• Task instructions:
Copy out each line of the material below with no changes.

[Dataset excerpts Boundary: Start]

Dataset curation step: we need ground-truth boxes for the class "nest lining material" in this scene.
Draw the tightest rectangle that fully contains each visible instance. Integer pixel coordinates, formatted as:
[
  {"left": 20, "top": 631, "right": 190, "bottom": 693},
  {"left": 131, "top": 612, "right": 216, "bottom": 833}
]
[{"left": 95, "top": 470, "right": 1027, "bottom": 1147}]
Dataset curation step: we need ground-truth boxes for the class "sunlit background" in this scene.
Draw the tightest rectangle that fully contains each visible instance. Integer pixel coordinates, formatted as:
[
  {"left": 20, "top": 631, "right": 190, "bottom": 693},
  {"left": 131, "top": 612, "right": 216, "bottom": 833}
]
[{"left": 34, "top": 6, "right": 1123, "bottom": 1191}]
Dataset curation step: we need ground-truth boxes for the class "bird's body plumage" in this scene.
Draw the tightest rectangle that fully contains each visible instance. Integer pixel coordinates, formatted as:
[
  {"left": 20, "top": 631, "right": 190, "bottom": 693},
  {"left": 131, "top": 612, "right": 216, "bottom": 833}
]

[Dataset excerpts Boundary: End]

• Result for this exercise:
Dataset curation step: we need ground-truth boxes for the class "nest lining material" in this scene.
Draw the tightest rectangle that fully contains each visible instance. Integer pixel coordinates, formatted as:
[
  {"left": 20, "top": 631, "right": 190, "bottom": 693},
  {"left": 131, "top": 612, "right": 216, "bottom": 833}
]
[{"left": 95, "top": 470, "right": 1027, "bottom": 1147}]
Dataset curation step: we need ground-truth boxes for the class "sunlit background" in this scene.
Draw the tightest rectangle that fully contains each visible instance. Integer pixel coordinates, formatted as:
[
  {"left": 20, "top": 631, "right": 190, "bottom": 693},
  {"left": 131, "top": 612, "right": 216, "bottom": 833}
]
[{"left": 34, "top": 6, "right": 1123, "bottom": 1191}]
Dataset curation step: we need ground-truth boxes for the class "bird's body plumage" in this scene.
Draw the tightest rectangle that fully contains each visible instance. Integer pixel coordinates, formatted as:
[
  {"left": 20, "top": 631, "right": 190, "bottom": 693},
  {"left": 131, "top": 612, "right": 216, "bottom": 833}
]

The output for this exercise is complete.